WORK TASK 1 |
According to the passage about St. Francis di Girolamo, how many Muslim slaves did he convert on a Spanish galley ship?
WORK TASK 2 |
Write out the part of the passage about St. Francis di Girolamo that opens with the words containing "She wasn’t alone." and closes with "children of prostitutes.".

PASSAGE SHOWN |
********************
And check out what happened when the Holy Spirit inspired him to go preach to an empty street.The trouble with dreaming big is that life never works out quite as we plan. We spend years working toward a goal when suddenly we discover that our dream of motherhood or medicine or a family farm or good health has become impossible. And we have to figure out who we are in the absence of that dream.
St. Francis di Girolamo wanted to be a missionary. Born in 1642, he was raised with stories of Francis Xavier and the martyrs of Asia and he was desperate to join them, to preach the Gospel to the unchurched people of Japan and India. When his Jesuit superiors told him no, he might have grumbled and resigned himself to an ordinary, unfulfilled life. But Francis knew that God was calling him to preach the Gospel to wayward souls and there were just as many of those in Italy as in Asia. Rather than mope over a lifelong dream dashed, Francis saw how God was satisfying his longings in a different way.
Francis di Girolamo was ordained a priest by special dispensation at only 23. Four years later, he became a Jesuit in Naples, eager to walk in the footsteps of Xavier and Kibe and Miki, a missionary and, God willing, a martyr. He wrote again and again to his superiors, begging to be sent to Asia, but they had other plans. Francis was to stay in Naples.
His zeal for souls undampened by such a prosaic assignment, Francis refused the approach of an ordinary priest, content to preach to the souls who happen to wander into his church. Out into the streets he went, preaching in brothels, prisons, hospitals, and galleys. For 40 years, Fr. Francis was to be found wherever the most undesirable sinners were. He converted 20 Muslim slaves on a Spanish galley ship and baptized them in a lavish ceremony designed to impress even the most cynical souls. He walked boldly into neighborhoods so dangerous that he was physically attacked. One night, at the prompting of the Holy Spirit, he walked out into a deserted street and preached to nobody. The next morning, a prostitute entered his confessional and told him that she had been listening at her window the night before and had been transfixed by the power with which he preached the life of Christ.
She wasn’t alone. It’s said that Francis di Girolamo converted 400 hardened sinners a year. One woman had murdered her father before dressing up as a man to fight in the Spanish army; after meeting Francis, she repented and in later years was known for her great holiness. In fact, so many women were drawn back to the embrace of Christ by the preaching of this saint that he founded a home for reformed prostitutes and another for the children of prostitutes.
********************
Photo-based referring expression data |
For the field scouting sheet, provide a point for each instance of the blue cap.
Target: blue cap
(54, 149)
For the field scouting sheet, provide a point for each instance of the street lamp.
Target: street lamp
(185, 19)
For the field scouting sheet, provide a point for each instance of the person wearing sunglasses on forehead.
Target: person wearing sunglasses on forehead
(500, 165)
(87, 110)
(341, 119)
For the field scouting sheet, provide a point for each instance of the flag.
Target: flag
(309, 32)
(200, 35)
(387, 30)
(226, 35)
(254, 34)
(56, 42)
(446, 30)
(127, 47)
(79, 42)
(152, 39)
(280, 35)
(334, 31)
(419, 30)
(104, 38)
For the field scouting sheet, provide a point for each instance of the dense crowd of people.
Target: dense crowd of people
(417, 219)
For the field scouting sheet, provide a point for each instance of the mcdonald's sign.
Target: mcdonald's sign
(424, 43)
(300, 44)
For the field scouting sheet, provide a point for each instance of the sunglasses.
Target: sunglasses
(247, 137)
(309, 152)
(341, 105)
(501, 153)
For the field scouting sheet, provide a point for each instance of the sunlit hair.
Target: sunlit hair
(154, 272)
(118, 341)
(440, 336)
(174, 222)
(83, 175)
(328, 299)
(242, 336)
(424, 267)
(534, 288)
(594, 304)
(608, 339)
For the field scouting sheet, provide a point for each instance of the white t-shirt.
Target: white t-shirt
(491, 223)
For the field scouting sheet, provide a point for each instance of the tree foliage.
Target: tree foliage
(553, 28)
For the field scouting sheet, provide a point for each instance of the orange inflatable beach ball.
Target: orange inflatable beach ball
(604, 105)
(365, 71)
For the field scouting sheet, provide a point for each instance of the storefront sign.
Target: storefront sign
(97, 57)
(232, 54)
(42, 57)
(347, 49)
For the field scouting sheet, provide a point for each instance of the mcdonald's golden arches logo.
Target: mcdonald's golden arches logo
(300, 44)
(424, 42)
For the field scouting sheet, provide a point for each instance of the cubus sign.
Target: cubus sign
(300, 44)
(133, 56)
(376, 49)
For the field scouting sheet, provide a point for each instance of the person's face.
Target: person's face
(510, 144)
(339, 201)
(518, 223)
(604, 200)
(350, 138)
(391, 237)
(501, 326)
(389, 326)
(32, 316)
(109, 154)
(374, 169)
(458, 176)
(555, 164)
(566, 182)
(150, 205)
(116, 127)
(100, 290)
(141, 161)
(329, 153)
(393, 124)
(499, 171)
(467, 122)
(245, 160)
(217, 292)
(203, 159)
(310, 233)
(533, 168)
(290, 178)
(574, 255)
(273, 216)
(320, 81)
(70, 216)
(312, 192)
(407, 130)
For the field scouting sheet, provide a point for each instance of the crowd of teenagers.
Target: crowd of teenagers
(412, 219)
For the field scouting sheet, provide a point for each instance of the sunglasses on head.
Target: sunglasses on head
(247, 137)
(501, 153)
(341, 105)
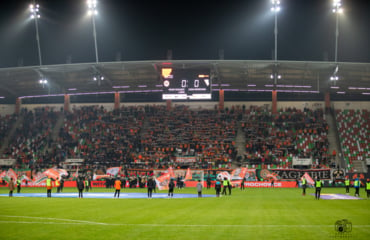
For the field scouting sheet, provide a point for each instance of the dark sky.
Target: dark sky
(144, 30)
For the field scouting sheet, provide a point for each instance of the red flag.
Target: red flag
(308, 178)
(170, 171)
(162, 181)
(53, 173)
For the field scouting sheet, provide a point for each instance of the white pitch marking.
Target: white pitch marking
(157, 225)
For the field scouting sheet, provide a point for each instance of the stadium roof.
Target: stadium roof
(144, 76)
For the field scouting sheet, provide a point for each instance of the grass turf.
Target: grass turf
(252, 214)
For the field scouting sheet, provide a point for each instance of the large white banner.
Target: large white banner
(7, 162)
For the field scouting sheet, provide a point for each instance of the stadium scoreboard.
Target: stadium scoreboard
(185, 84)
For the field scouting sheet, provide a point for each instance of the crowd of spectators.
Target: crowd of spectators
(153, 137)
(31, 140)
(275, 139)
(354, 128)
(6, 123)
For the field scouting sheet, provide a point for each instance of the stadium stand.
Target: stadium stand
(354, 129)
(153, 137)
(274, 140)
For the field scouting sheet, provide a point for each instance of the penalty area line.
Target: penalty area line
(76, 222)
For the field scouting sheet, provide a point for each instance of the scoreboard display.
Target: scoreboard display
(186, 83)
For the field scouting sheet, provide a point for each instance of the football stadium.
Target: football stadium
(268, 138)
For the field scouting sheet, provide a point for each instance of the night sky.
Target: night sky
(144, 30)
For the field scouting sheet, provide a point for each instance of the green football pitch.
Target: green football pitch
(256, 213)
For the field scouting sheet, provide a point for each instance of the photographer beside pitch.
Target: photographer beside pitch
(318, 185)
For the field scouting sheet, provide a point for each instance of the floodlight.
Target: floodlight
(92, 11)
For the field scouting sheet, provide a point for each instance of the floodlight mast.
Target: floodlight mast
(92, 5)
(337, 9)
(275, 8)
(35, 15)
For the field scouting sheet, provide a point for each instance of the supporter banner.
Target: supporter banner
(338, 174)
(188, 175)
(360, 176)
(308, 178)
(40, 178)
(52, 173)
(113, 171)
(7, 162)
(250, 175)
(9, 174)
(162, 181)
(301, 161)
(97, 177)
(292, 174)
(238, 173)
(367, 161)
(186, 159)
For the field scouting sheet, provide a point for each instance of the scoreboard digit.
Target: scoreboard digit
(190, 84)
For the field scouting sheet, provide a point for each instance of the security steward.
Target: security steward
(347, 183)
(304, 186)
(87, 185)
(117, 186)
(318, 186)
(57, 184)
(19, 182)
(356, 184)
(49, 186)
(225, 183)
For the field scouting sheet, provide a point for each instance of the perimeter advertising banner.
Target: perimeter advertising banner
(292, 174)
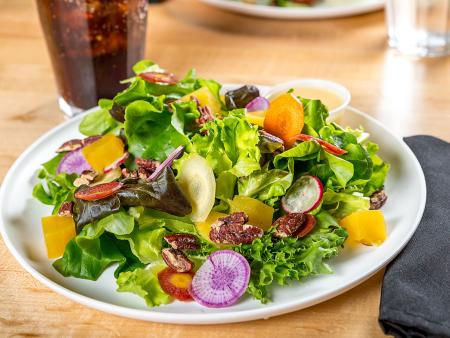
********************
TASK SOLUTION 1 |
He converted 20 Muslim slaves.

TASK SOLUTION 2 |
She wasn’t alone. It’s said that Francis di Girolamo converted 400 hardened sinners a year. One woman had murdered her father before dressing up as a man to fight in the Spanish army; after meeting Francis, she repented and in later years was known for her great holiness. In fact, so many women were drawn back to the embrace of Christ by the preaching of this saint that he founded a home for reformed prostitutes and another for the children of prostitutes.